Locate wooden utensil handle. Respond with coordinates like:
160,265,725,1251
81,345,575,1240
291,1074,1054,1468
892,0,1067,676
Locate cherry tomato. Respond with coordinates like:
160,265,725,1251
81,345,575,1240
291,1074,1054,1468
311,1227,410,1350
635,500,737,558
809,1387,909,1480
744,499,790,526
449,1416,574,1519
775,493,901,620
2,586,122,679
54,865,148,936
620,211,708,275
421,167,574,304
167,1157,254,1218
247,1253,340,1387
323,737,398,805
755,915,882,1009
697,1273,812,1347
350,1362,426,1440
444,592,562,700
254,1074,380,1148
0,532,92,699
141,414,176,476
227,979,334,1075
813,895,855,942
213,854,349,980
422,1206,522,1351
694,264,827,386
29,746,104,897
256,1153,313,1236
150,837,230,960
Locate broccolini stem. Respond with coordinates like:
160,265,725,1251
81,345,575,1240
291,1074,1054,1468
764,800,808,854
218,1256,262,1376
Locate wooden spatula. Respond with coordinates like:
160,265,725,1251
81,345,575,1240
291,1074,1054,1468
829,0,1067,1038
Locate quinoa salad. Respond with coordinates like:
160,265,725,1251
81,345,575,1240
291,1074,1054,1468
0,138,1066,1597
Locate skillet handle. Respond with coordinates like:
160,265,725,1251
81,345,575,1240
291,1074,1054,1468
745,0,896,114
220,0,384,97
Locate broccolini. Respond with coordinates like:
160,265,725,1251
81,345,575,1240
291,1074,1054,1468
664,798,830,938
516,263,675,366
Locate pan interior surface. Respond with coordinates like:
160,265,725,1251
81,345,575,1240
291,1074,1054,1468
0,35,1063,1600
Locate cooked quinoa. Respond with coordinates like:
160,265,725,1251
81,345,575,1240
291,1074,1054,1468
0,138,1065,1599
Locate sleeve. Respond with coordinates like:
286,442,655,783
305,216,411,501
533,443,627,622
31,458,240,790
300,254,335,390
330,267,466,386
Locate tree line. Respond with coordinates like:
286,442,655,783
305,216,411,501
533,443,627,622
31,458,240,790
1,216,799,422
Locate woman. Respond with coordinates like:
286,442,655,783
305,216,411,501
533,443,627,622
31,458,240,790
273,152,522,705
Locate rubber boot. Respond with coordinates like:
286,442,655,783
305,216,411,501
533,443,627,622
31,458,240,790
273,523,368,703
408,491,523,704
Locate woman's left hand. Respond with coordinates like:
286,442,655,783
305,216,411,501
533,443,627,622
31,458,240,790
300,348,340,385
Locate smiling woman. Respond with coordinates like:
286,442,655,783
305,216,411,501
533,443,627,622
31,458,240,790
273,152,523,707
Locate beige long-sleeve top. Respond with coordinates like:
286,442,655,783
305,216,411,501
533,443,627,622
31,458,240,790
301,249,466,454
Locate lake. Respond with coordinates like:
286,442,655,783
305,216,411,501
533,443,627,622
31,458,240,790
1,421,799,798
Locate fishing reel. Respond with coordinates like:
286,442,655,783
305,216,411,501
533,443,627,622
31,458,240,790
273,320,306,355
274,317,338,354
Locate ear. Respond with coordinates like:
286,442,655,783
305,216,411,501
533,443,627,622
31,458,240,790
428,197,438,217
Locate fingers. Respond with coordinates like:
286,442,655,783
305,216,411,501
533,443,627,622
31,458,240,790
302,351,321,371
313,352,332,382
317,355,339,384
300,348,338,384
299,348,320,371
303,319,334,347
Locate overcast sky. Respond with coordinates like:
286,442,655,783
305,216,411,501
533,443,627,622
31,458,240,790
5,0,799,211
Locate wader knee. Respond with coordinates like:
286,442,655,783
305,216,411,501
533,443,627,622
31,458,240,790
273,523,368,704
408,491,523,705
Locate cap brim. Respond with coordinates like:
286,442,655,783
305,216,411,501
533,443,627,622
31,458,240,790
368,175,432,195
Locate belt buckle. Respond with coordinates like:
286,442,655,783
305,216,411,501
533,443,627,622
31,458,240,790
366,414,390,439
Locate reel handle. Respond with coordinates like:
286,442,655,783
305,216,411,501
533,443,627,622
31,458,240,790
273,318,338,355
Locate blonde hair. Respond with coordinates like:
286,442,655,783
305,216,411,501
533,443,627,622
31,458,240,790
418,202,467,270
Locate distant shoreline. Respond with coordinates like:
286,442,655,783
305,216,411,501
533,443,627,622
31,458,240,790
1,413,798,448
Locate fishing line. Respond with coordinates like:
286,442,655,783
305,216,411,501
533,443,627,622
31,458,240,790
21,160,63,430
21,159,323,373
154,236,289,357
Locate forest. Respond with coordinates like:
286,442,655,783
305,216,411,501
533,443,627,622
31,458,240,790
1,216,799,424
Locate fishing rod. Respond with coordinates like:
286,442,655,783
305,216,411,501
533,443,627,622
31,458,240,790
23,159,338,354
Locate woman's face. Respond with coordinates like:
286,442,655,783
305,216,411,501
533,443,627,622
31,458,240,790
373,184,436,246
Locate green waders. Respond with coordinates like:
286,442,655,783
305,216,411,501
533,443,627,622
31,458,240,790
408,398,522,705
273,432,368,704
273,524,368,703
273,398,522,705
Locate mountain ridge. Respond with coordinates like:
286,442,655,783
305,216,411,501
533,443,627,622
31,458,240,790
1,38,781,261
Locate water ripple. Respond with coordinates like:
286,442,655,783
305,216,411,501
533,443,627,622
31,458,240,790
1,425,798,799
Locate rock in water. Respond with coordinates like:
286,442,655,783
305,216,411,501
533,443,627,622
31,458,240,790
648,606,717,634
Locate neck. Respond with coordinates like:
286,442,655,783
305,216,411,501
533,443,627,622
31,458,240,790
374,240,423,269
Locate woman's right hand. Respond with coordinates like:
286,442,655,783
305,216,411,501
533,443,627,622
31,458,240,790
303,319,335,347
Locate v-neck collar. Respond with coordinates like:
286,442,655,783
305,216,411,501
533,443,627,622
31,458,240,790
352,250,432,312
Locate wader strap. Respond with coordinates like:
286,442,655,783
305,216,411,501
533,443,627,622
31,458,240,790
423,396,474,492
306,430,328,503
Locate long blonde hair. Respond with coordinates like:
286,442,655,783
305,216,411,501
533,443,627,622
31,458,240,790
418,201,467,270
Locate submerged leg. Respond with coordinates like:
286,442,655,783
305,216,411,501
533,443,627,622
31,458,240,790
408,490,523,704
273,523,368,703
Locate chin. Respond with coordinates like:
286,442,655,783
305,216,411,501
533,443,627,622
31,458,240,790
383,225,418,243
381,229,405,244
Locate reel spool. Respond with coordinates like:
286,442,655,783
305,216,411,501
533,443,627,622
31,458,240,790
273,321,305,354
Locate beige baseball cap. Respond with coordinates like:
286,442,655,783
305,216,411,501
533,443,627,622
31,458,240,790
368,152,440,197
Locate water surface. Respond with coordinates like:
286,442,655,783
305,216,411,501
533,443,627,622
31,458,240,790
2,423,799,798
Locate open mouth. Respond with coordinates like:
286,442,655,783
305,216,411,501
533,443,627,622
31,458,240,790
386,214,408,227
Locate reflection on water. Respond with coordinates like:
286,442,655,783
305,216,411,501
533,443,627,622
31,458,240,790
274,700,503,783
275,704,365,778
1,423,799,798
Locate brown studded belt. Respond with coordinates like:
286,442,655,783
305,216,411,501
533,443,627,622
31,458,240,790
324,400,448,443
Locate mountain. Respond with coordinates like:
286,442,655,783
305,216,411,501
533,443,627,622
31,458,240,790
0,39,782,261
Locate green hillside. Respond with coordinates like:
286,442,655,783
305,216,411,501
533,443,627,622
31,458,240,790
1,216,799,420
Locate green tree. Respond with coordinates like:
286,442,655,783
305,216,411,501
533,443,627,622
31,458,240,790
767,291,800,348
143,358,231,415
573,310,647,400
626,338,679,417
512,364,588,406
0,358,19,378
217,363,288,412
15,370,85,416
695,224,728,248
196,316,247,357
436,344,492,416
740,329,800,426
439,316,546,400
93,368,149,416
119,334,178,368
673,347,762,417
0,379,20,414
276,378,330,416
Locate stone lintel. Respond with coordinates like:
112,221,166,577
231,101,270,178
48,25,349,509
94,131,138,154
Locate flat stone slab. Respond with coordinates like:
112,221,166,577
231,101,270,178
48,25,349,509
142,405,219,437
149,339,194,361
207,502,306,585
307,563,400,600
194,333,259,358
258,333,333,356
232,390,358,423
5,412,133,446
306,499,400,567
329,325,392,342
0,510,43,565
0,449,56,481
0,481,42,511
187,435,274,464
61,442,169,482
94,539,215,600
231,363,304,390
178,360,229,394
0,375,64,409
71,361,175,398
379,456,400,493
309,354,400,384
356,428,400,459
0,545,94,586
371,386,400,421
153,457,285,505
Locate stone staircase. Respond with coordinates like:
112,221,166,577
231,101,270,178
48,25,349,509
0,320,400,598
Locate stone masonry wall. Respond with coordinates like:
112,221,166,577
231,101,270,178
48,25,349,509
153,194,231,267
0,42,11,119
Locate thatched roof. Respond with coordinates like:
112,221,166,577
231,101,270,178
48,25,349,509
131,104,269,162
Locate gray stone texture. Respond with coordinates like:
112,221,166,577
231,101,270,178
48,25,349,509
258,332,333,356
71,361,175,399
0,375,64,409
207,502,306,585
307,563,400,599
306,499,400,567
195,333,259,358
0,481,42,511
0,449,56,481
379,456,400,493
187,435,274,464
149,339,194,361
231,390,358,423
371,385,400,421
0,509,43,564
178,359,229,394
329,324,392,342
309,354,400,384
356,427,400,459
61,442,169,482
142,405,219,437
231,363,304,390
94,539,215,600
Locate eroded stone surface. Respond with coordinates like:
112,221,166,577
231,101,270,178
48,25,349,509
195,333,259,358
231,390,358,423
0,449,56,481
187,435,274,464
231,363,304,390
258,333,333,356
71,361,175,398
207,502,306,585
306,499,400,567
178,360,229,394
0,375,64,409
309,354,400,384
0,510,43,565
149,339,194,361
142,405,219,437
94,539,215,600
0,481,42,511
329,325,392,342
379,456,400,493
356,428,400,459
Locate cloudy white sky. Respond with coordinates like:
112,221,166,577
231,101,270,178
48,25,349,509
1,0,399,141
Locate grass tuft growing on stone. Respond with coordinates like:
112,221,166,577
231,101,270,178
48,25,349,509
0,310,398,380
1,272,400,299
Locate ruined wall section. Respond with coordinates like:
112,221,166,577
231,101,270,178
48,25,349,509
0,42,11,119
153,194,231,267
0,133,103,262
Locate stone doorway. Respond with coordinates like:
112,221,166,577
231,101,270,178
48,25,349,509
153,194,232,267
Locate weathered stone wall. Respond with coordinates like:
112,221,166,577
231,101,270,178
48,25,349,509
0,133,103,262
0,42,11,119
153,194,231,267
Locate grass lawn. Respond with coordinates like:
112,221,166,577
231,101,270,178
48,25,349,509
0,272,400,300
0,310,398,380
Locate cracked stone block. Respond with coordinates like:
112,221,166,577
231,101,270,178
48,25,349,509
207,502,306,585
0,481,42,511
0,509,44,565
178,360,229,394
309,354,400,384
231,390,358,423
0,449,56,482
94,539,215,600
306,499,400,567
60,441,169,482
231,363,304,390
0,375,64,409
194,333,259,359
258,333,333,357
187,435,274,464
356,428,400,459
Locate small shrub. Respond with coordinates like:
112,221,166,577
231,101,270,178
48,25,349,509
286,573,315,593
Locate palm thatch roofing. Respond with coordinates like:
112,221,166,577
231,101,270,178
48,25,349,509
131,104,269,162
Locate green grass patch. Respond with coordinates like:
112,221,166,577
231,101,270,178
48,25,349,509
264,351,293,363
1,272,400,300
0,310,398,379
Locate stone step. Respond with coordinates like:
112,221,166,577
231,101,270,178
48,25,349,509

▶ _Instructions to follow_: Which lines above contain the word "woman"? Copy each of them.

▶ _Solution to this problem_:
Locate woman. Respond with coordinates like:
Locate woman's left hand. Respond with coordinates like:
Locate smiling woman. Respond with coordinates like:
Locate woman's face. Respond with coordinates like:
Locate woman's right hand. Respond with coordinates like:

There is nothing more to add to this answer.